Object detection data:
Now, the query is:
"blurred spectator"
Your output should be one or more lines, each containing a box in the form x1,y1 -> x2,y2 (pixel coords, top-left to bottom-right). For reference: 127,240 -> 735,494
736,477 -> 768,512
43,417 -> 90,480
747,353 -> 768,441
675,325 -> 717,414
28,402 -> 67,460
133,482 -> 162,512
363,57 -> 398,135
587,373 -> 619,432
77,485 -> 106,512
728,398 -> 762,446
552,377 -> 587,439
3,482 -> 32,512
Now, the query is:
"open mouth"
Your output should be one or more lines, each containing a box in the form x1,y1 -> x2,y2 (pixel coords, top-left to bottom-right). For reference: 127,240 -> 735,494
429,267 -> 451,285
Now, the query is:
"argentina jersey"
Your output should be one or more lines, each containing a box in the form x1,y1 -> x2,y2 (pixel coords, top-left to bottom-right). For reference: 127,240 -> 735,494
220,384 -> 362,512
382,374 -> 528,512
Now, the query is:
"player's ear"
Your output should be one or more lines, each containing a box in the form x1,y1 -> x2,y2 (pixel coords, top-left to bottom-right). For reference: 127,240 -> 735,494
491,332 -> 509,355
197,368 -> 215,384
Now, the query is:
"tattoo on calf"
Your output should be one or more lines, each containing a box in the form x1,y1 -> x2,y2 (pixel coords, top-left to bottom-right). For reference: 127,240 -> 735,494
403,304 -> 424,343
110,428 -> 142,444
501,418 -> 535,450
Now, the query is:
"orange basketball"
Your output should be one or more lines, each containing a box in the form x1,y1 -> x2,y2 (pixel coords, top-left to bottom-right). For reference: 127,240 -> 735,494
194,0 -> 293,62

## DO THIS
Write out every one of these records line for line, without changing anything.

## SOLUTION TO THE EXERCISE
Now, the query is:
"blurred spectator"
Your output should be one or more lines, each containing a box in the form x1,y1 -> x2,y2 (pixel coords, top-left to bottom-right). For reference: 127,240 -> 735,494
736,477 -> 768,512
43,417 -> 90,480
747,353 -> 768,441
675,325 -> 717,414
28,402 -> 67,460
133,482 -> 162,512
363,57 -> 398,135
587,373 -> 619,432
77,485 -> 106,512
728,398 -> 762,446
552,377 -> 587,439
3,482 -> 32,512
Now, the query is:
"open mouth"
Your output should be one or more lines, each containing a box in the form x1,y1 -> x2,y2 (pixel coords, top-left to bottom-right). For reference: 127,240 -> 735,494
429,267 -> 451,285
Now, the query is:
"argentina jersey"
Your output should be one or more lines, each containing a box in the form x1,y1 -> x2,y2 (pixel coords, top-left to bottom-right). For reference: 127,240 -> 735,494
220,384 -> 362,512
382,374 -> 528,512
Now, the query is:
"player's ear"
Your output should be one or more lines, each containing a box in the form x1,y1 -> x2,y2 (pixel coords, top-left to bottom-right). For reference: 127,240 -> 735,494
491,332 -> 509,355
197,368 -> 215,384
Now, the query is:
"tattoo on calf"
Your output should be one or more lines, each containing a box in the form x1,y1 -> x2,y2 (pixel coords, top-left to bottom-right). For reference: 127,240 -> 735,494
403,304 -> 424,343
110,428 -> 142,444
501,418 -> 535,450
Now, the query is:
"orange basketball"
Your output should be one or more lines, each containing a box in the form x1,y1 -> x2,y2 (pixel coords, top-left to bottom-right). For reference: 127,240 -> 735,494
194,0 -> 293,62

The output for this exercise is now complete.